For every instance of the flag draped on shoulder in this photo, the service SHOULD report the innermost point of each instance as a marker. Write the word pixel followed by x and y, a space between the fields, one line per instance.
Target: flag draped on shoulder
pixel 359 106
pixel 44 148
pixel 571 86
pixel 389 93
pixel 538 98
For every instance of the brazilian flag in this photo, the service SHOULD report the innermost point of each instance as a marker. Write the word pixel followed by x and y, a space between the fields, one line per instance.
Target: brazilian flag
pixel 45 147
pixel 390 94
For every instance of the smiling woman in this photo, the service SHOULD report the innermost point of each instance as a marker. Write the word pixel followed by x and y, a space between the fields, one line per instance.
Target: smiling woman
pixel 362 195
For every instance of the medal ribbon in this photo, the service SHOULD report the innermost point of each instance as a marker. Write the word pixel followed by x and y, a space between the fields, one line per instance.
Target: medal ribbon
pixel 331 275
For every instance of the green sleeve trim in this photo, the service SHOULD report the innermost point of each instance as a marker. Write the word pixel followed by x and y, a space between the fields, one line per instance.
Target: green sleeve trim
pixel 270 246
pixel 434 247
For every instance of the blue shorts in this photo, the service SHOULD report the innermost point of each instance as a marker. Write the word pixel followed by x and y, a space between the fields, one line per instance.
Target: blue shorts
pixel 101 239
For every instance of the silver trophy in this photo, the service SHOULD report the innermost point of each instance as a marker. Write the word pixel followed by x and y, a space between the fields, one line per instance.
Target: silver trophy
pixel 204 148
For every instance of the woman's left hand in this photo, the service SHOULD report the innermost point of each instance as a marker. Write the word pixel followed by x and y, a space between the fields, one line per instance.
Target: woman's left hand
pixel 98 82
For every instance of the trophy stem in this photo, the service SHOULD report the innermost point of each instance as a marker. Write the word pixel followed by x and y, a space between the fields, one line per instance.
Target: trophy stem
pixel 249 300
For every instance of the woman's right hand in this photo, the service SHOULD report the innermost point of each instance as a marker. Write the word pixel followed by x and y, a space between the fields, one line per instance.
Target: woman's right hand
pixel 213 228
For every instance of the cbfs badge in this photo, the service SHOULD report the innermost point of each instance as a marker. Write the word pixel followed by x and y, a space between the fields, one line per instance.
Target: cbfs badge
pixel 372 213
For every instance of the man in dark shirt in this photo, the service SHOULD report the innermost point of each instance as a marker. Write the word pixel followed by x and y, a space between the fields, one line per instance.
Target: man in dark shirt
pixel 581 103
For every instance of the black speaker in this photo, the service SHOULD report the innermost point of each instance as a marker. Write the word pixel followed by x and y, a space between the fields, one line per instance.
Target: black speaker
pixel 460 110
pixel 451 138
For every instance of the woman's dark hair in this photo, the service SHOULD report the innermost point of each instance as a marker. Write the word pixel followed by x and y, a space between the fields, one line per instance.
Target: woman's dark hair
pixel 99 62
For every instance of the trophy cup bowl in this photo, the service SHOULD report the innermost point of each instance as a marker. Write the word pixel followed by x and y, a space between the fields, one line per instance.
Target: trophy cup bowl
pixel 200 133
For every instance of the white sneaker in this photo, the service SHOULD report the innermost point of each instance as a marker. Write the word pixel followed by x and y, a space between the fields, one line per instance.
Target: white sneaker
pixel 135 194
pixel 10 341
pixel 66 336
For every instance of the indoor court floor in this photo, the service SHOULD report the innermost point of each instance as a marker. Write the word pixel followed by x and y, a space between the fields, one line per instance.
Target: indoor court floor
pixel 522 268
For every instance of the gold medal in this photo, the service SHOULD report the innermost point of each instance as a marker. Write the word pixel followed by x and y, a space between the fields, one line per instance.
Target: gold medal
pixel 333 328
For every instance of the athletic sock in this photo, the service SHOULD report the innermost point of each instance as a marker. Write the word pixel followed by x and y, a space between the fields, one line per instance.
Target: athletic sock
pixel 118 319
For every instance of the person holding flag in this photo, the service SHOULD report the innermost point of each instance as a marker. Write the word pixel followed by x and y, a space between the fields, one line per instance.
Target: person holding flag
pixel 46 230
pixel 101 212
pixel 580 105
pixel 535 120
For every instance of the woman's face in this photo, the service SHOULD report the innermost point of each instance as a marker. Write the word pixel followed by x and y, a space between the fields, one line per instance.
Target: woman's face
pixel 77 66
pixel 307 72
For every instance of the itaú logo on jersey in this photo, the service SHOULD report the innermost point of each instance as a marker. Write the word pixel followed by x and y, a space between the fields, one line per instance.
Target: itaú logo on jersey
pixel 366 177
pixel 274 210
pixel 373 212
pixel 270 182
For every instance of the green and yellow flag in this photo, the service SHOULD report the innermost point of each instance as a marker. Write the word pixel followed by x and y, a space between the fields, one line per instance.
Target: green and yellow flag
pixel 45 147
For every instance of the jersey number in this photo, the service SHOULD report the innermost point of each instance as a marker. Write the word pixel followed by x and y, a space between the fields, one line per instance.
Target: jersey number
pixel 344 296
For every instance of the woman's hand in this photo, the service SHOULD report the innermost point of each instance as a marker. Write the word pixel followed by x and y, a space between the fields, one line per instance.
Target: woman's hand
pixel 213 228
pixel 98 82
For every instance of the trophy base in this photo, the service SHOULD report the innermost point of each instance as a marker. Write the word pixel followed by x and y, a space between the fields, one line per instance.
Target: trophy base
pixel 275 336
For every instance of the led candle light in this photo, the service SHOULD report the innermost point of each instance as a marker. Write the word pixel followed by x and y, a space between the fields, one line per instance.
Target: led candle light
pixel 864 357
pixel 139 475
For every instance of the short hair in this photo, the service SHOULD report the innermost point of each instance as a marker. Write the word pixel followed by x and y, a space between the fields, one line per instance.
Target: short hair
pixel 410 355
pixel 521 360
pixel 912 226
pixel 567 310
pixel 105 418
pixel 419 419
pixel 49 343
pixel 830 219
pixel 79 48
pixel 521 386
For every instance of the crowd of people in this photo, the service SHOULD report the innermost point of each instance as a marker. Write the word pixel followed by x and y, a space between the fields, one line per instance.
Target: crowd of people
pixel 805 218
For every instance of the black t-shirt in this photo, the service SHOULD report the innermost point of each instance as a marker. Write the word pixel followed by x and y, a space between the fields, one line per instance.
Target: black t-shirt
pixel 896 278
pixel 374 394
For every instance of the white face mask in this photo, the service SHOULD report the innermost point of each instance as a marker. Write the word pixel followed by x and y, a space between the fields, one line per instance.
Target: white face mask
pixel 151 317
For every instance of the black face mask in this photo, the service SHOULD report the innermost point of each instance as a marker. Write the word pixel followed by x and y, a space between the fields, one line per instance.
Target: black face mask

• • •

WHAT THE EXERCISE ASKS: The entries above should be repeated exactly, every one of them.

EXERCISE RESPONSE:
For every instance of the flag draped on shoulder in this photo, the service SHOULD report the innermost point of each instance as a marker. Write the word pixel followed by x and y, a space between the fields, one line per instance.
Target: flag draped on shoulder
pixel 359 106
pixel 44 148
pixel 571 86
pixel 389 93
pixel 538 98
For every instance of the brazilian flag in this photo, the service SHOULD report the innermost point of each instance as a marker. Write the word pixel followed by x and y, a space between the fields, one line per instance.
Target: brazilian flag
pixel 45 147
pixel 390 94
For every instance of the smiling woman in this photo, the service SHOULD report the innermost point of each instance as a marker. Write the word pixel followed by x and y, a space between the fields, one line per instance.
Target: smiling woman
pixel 362 195
For every instance of the medal ribbon in this photo, the service SHOULD report the innermost point of each instance as a marker. Write the word pixel followed by x and y, a space between the fields, one line per instance.
Target: medal ribbon
pixel 331 275
For every instance of the green sleeve trim in this photo, the service SHOULD report the innermost point of each instance as a marker. Write the word pixel followed by x and y, a space between the fields, one line per instance.
Target: green sleeve trim
pixel 270 246
pixel 434 247
For every instance of the blue shorts in this photo, the service SHOULD report the innermost point of each instance as a marker. Write the word pixel followed by x and y, a space between the fields, one line per instance.
Target: blue shorts
pixel 101 239
For every instance of the silver trophy in this photo, the service SHOULD report the innermost point of each instance as a marker. Write the word pixel followed by x and y, a space between the fields, one line per instance.
Target: silver trophy
pixel 204 148
For every instance of the woman's left hand in this photo, the service SHOULD report the innermost point of each instance as a marker. Write the word pixel followed by x and y, a space between the fields, one line per instance.
Target: woman's left hand
pixel 98 82
For every instance of the trophy stem in this photo, the service SHOULD report the innermost point of each instance as a marker. Write the word pixel followed by x and y, a space between the fields, one line per instance.
Target: trophy stem
pixel 249 300
For every instance of the woman's right hand in this photo, the service SHOULD report the innermost point of each instance as a marker. Write the word pixel followed by x and y, a space between the fields, one line per instance.
Target: woman's right hand
pixel 213 228
For every instance of the cbfs badge in this photo, the service SHOULD report the innermost point of each instance as a marker. Write the word pixel followed by x and y, a space between the fields, one line per instance.
Target: cbfs badge
pixel 372 213
For every instance of the man in dark shirt in this photo, the service SHOULD report the innermost point of each instance as a marker. Write the word pixel followed by x and y, a space between the fields, one line per instance.
Target: man in dark shirt
pixel 581 103
For every instance of the black speaker in this photo, the service SHOULD report the innermost point of each instance as a marker. Write the word pixel followed by x and y, a space between the fields, one line per instance.
Target: black speaker
pixel 460 110
pixel 451 138
For every instance of the woman's dark hair in this photo, the service SHOULD report the innermost point of each instance as a marker. Write the word pixel followed by x and y, a space between the fields, one line per instance.
Target: woman's dark hair
pixel 99 62
For every instance of the trophy cup bowl in this photo, the service SHOULD report the innermost point of each instance as a marker. Write the word pixel followed by x and y, a space between the fields, one line per instance.
Target: trophy cup bowl
pixel 200 133
For every instance of the white sneaker in this photo, the service SHOULD report the innermost point of each instance as a marker. Write the word pixel followed by x and y, a space between the fields, one line per instance.
Target: white sneaker
pixel 135 194
pixel 10 341
pixel 66 336
For every instance of the indoor court floor in this photo, the service SHOULD report the innermost point of each instance as a marker. Write the word pixel followed by x and y, a space between the fields, one line per instance.
Target: indoor court floor
pixel 522 268
For every instance of the gold medal in this photo, the service SHOULD report the innermost point of each instance as a marker. Write the word pixel followed by x and y, a space between the fields, one line per instance.
Target: gold medal
pixel 333 328
For every instance of the athletic sock in this photo, the service SHOULD report the innermost point of each instance as a marker. Write the word pixel followed by x and y, a space between the fields, one line per instance.
Target: athletic sock
pixel 118 319
For every instance of the person holding flag in this photo, the service SHOULD report the innermost point of each instance as a marker. Write the word pixel followed by x and y, a space between the fields, one line per instance.
Target: person holding flag
pixel 46 230
pixel 101 212
pixel 580 105
pixel 535 120
For every instance of the woman's face in this photo, the service SHOULD report the innermost point of each instance as a marker. Write the word pixel followed by x and y, a space between the fields, one line per instance.
Target: woman's face
pixel 77 66
pixel 307 72
For every instance of the itaú logo on jersey in this photo, the service SHOULD report the innermost point of each instance as a marker. Write the word pixel followed by x and y, a space between the fields, one line per instance.
Target: itaú logo on jersey
pixel 366 177
pixel 274 210
pixel 373 212
pixel 270 182
For every instance of the green and yellow flag in this photo, the service SHOULD report the innermost point of each instance as a marker. Write the word pixel followed by x and y, a space between the fields, one line per instance.
Target: green and yellow flag
pixel 45 147
For every instance of the jersey number in this photo, the service SHOULD report the innermost point of each instance as a marker. Write the word pixel followed by x and y, a space between the fields, one line per instance.
Target: jersey number
pixel 344 296
For every instance of the woman's hand in this photo, the service SHOULD report the innermost point of each instance as a marker. Write the word pixel followed by x and y, a space between the fields, one line per instance.
Target: woman's hand
pixel 213 228
pixel 98 82
For every instance of the trophy base in this photo, the service SHOULD report the innermost point of each instance as a marker. Write the word pixel followed by x and y, a space between the fields, one line per instance.
Target: trophy base
pixel 275 336
For every instance of the led candle light in this photo, the service SHOULD report the innermost point of each instance as a marker. Write the word pixel followed by x and y, a space between the fields, one line per instance.
Target: led candle light
pixel 864 357
pixel 139 475
For every instance of the short hair in this photo, the service SHOULD report the innermost point of each instance as a marker. Write the word pixel followed by x and y, a space between the fields, one line per instance.
Target: short hair
pixel 410 355
pixel 521 360
pixel 912 226
pixel 567 310
pixel 105 418
pixel 419 419
pixel 49 343
pixel 830 219
pixel 79 48
pixel 521 386
For every instance of the crowd of people in this photo, the service SHOULD report the innermost point of each instance as a marker. Write the word pixel followed by x and y, a space between the fields, one line per instance.
Target: crowd of people
pixel 805 218
For every instance of the black t-shirt in this photo, the service SHOULD report the innermost point of each instance as a marker. Write the word pixel followed by x and y, a space between the fields, one line per instance.
Target: black t-shirt
pixel 896 278
pixel 374 394
For every instance of the white face mask in this photo, the service SHOULD report the innermost point of each instance as a marker. Write the word pixel followed by x and y, a space between the fields, one line per instance.
Target: white face mask
pixel 151 317
For every instance of the black face mask in this photo, the service SHOULD report the innermost point of each instance as a marker. Write the word pixel followed by x and y, a space between the fields, one line per instance.
Target: black face mask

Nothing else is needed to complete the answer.